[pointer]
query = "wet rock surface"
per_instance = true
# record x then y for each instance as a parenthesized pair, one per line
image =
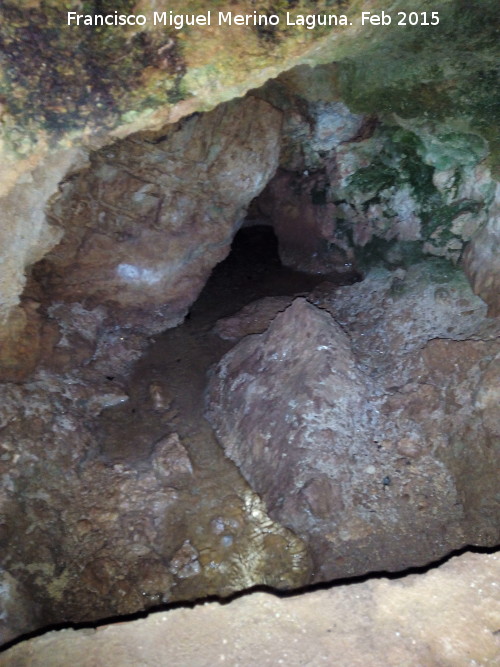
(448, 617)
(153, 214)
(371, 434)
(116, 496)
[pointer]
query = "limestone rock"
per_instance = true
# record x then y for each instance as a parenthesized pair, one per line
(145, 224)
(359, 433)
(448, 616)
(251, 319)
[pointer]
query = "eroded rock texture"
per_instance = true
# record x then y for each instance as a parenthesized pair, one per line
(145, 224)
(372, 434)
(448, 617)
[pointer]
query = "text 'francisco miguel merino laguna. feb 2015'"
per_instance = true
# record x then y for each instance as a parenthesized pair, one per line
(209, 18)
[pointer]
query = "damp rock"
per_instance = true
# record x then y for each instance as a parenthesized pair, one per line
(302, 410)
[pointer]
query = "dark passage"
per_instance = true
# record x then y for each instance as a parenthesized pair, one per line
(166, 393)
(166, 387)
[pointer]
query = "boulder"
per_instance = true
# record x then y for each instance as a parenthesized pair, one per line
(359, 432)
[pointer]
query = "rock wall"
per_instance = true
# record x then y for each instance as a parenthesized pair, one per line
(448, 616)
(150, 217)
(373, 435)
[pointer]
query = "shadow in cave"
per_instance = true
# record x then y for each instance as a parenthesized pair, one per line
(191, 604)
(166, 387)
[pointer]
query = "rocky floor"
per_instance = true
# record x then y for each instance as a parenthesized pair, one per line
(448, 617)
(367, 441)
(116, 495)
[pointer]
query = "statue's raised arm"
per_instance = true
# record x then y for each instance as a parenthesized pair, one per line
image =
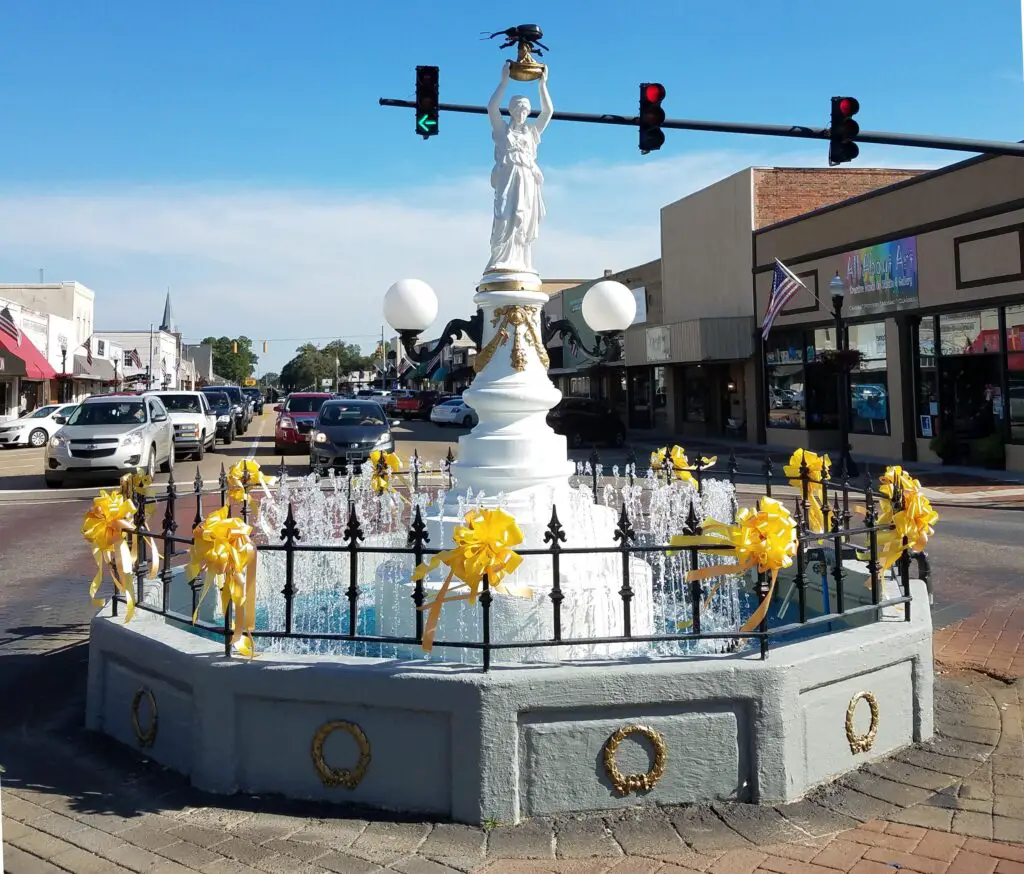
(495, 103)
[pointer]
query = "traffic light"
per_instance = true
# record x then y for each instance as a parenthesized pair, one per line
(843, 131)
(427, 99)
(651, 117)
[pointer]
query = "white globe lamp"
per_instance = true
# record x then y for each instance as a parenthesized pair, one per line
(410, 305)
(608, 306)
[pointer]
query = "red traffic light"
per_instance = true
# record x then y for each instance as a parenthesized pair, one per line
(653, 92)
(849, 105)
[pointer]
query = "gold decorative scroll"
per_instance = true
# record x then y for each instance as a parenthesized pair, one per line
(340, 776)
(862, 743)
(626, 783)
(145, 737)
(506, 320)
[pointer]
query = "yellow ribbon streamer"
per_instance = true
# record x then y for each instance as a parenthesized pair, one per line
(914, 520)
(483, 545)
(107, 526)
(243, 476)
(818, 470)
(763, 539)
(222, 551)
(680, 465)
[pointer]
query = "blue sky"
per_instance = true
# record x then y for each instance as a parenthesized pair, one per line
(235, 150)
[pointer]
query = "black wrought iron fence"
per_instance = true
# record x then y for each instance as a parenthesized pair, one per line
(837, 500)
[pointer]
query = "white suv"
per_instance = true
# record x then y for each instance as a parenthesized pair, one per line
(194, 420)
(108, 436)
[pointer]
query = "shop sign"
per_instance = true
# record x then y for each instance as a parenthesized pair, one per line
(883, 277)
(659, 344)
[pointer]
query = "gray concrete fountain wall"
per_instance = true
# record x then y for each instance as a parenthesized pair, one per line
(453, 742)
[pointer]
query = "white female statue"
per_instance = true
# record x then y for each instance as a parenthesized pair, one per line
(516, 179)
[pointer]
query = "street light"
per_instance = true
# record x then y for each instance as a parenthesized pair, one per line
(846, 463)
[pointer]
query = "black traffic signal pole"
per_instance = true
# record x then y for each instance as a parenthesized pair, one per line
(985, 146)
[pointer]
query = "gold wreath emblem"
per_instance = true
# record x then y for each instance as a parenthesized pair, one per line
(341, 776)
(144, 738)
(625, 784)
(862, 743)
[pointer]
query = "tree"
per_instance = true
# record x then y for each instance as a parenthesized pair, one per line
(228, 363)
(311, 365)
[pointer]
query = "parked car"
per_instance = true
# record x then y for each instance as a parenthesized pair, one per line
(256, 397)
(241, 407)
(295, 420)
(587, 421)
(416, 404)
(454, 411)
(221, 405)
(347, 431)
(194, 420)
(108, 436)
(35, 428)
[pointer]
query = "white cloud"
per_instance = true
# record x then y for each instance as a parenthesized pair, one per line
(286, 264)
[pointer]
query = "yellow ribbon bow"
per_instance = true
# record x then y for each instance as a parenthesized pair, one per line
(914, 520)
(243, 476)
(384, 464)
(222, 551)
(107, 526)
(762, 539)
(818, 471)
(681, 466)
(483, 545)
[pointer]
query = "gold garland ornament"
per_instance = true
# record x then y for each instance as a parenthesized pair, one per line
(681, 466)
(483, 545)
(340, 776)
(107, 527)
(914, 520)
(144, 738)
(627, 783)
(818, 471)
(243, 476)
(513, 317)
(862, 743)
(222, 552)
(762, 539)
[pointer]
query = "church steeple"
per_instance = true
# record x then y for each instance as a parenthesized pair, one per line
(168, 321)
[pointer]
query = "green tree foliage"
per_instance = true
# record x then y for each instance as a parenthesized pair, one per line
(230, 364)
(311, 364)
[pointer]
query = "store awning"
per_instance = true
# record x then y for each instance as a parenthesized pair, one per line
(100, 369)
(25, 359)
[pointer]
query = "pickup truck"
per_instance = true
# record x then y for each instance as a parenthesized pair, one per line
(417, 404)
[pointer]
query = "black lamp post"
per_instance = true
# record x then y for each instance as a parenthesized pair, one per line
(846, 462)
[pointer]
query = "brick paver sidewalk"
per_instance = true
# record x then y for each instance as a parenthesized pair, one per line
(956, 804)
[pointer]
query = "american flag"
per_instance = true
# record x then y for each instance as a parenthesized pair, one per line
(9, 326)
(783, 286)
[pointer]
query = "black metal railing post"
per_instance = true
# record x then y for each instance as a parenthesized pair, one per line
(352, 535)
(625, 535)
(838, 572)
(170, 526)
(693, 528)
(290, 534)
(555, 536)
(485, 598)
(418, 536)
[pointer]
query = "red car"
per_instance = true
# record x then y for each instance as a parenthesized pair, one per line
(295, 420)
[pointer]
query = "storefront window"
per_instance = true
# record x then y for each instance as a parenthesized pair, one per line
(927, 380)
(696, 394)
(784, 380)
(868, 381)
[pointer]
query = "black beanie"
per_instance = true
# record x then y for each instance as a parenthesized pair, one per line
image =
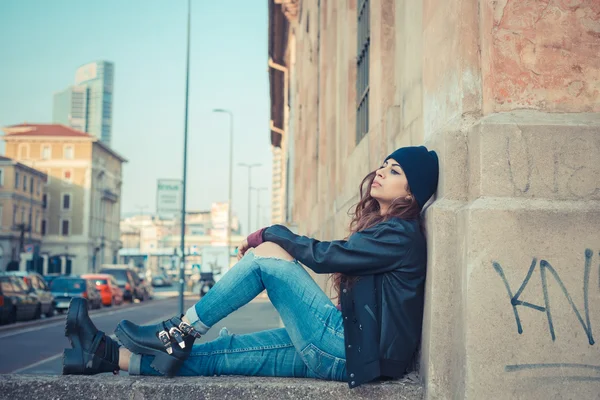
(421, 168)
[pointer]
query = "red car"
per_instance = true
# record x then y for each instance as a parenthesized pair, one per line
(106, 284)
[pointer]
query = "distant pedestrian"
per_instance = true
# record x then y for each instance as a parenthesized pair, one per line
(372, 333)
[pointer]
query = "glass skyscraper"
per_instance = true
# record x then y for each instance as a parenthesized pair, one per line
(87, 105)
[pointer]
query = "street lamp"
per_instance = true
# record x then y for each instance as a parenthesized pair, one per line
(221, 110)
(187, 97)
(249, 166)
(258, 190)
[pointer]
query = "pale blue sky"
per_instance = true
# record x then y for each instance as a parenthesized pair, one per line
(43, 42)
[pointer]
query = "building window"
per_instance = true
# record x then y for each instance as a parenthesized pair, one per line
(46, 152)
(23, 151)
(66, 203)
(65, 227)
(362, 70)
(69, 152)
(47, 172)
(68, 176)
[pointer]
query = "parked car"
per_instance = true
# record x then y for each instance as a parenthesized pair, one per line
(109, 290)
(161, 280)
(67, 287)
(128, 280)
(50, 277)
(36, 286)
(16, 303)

--- --- ---

Problem requirements: Except for the pictures, copy the material above exactly.

Answer to this exercise:
[pointer]
query = "wet rock surface"
per_instance = true
# record x then y for each instance as a parenthesized pair, one per line
image =
(448, 617)
(153, 214)
(371, 434)
(116, 496)
[pointer]
query = "limestone rock"
per_instance = true
# record x then y for each instance as a parenthesized pair, one per line
(145, 224)
(359, 433)
(448, 616)
(251, 319)
[pointer]
query = "eroded rock texture"
per_instance = true
# record x then y for each instance as a parenthesized pair, one per line
(145, 224)
(372, 434)
(448, 617)
[pointer]
query = "text 'francisco miguel merino laguna. feb 2015'"
per_instance = true
# record x then y for each instance as a parenthesized pair, one per line
(209, 18)
[pointer]
query = "damp rock"
per_instance = true
# record x then y for each instance as a parenthesized pair, one per line
(302, 410)
[pointer]
query = "dark passage"
per_instance = true
# record x then y for each instance as a parenthesized pair, one per line
(166, 393)
(166, 387)
[pointer]
query = "boulder"
per_instance = true
# record x then y for each instance as a parenthesized pair, one per line
(359, 432)
[pointer]
query = "rock wall"
per_instance = true
# record x then y for each instance as a parenthesized pair, one per line
(448, 616)
(150, 217)
(373, 435)
[pointer]
query = "shadow in cave"
per_instance = true
# record x then y for each instance as a parenthesized pair, one per line
(191, 604)
(166, 387)
[pointer]
query = "rocky floor"
per_instance = true
# record x then y for each instance as a parenthesized pair, one per line
(448, 617)
(367, 441)
(116, 495)
[pointer]
query = "statue's raised arm"
per_instance = true
# record x then y for each instance as a parenthesized pair, one per line
image =
(495, 103)
[pointer]
query = "traffic light"
per_instance = true
# record x then y for each instance as a parenthesized pair, one per line
(843, 131)
(427, 99)
(651, 117)
[pointer]
query = "white globe lamp"
per_instance = true
# record x then y for each instance as a parenthesized pair, one per line
(410, 305)
(608, 306)
[pointer]
query = "red traffic light"
per_instance = true
# record x then y for each instance as a parenthesized pair, one per line
(653, 92)
(849, 105)
[pointer]
query = "gold decorative scroll"
per_instance = true
# record x then y for each instance as a parenthesized pair, one per line
(340, 776)
(862, 743)
(626, 783)
(145, 737)
(506, 320)
[pointer]
query = "yellow ribbon streamer"
per_instance = true
# record x then y for each instance as a parenthesized pair, one per line
(914, 520)
(483, 545)
(107, 526)
(243, 476)
(818, 470)
(763, 539)
(222, 551)
(680, 465)
[pointer]
query = "blue sky"
per_instance = true
# record x then y for each instance as a parenthesized pair, one per line
(235, 150)
[pointer]
query = "black wrought iron fence"
per_instance = true
# record x then y for each instance as a parenthesized pair, one per line
(837, 500)
[pointer]
query = "white suv"
per_instance = true
# record x then y for each instance as a parenthesized pair, one per line
(194, 420)
(108, 436)
[pointer]
query = "shop sign"
per_instance = true
# record x then y for each instance as a parenthesized pair, one per line
(883, 277)
(659, 344)
[pointer]
query = "gray concrete fountain wall"
per_instance = true
# record x then y for each instance as a parenthesized pair, one per line
(453, 742)
[pointer]
query = "white female statue"
per_instance = true
# record x then y for each instance as a parenthesized pair, one per line
(516, 179)
[pointer]
query = "street light"
per_instance = true
# record x then y for each instance as a parenthesized pair, one per line
(846, 463)
[pointer]
query = "black traffic signal pole"
per_instance = true
# record x then y for each instance as a parenthesized pair, one per line
(985, 146)
[pointer]
query = "gold wreath emblem"
per_instance = true
# record x then y for each instance as a parenthesized pair, one per line
(341, 776)
(144, 738)
(625, 784)
(862, 743)
[pointer]
query = "tree"
per_instance = true
# record x then y for each instance as a parenthesized pair, one per line
(228, 363)
(311, 365)
[pointer]
query = "parked car"
per_instance = true
# record x then y for each instance as a parenthesized pair, one per line
(256, 397)
(241, 407)
(295, 420)
(587, 421)
(416, 404)
(454, 411)
(221, 405)
(347, 431)
(194, 420)
(108, 436)
(35, 428)
[pointer]
query = "white cloud"
per_instance = true
# record x then y for each instance as a parenthesized pair, one per line
(286, 264)
[pointer]
query = "yellow ribbon bow"
per_instance = true
# record x then y for each instance as a parenthesized pair, one per line
(914, 520)
(243, 476)
(384, 464)
(222, 551)
(107, 526)
(762, 539)
(818, 471)
(681, 466)
(483, 545)
[pointer]
query = "gold garland ornament"
per_instance = true
# record x then y for each instance as a parenthesized pair, one per line
(681, 466)
(483, 545)
(340, 776)
(107, 527)
(914, 520)
(144, 738)
(627, 783)
(818, 471)
(243, 476)
(513, 317)
(862, 743)
(222, 552)
(762, 539)
[pointer]
query = "church steeple"
per_instance = true
# record x then y for each instance as a parenthesized pair, one per line
(168, 321)
[pointer]
query = "green tree foliage"
per_instance = true
# record x then y for each instance as a parenthesized pair, one per line
(230, 364)
(311, 364)
[pointer]
query = "store awning"
per_instance = true
# record x then y for each instance as a parenthesized pair, one per line
(100, 369)
(25, 359)
[pointer]
query = "pickup truck"
per_instance = true
# record x then y for each instance as a parenthesized pair, one per line
(417, 404)
[pointer]
query = "black lamp post"
per_instance = true
# record x then y for each instance as a parenthesized pair, one per line
(846, 462)
[pointer]
query = "brick paver sidewalk"
per_instance = true
# record x then y for each instance as a parenthesized pair, one per line
(956, 804)
[pointer]
query = "american flag"
per_instance = true
# record x then y for each instance as a parenthesized pair, one per line
(9, 326)
(783, 286)
[pointer]
query = "black metal railing post"
per_instance = true
# record x then y for each instance as a parenthesized pair, one per line
(352, 535)
(625, 535)
(838, 572)
(170, 526)
(693, 528)
(290, 534)
(555, 536)
(485, 598)
(418, 536)
[pointer]
query = "red car"
per_instance = true
# record x then y for each instance as a parenthesized pair, one per line
(295, 420)
[pointer]
query = "storefront window"
per_instance = true
# record x then y for each instance as a parenthesized pair, one per line
(927, 380)
(696, 394)
(784, 380)
(868, 381)
[pointer]
query = "black beanie"
per_instance = true
# record x then y for each instance as a parenthesized pair, one per line
image =
(421, 168)
[pointer]
query = "red car"
per_instance = true
# record x then y for each instance as a parenthesized pair, one per line
(106, 284)
[pointer]
query = "distant pedestrian"
per_instance = true
# record x then y for each instance as a parenthesized pair, one per line
(372, 333)
[pointer]
query = "glass skyscraper"
per_instance = true
# record x then y for each instance as a parenthesized pair, one per line
(87, 105)
[pointer]
query = "street lamp"
per_instance = true
# record x then y for each instance as a parenthesized pair, one per line
(221, 110)
(187, 97)
(249, 166)
(258, 190)
[pointer]
query = "pale blue sky"
per_instance = true
# record x then y for each instance as a parenthesized pair, one per line
(43, 42)
[pointer]
query = "building window"
per_instance = true
# record x then y for each instance as a parenthesized pair, one per line
(46, 152)
(23, 151)
(66, 203)
(65, 227)
(362, 70)
(69, 152)
(47, 172)
(68, 176)
[pointer]
query = "parked car"
per_instance = true
# record x then y for each instance as a parenthesized pair, one per line
(109, 290)
(161, 280)
(67, 287)
(128, 280)
(50, 277)
(36, 286)
(16, 303)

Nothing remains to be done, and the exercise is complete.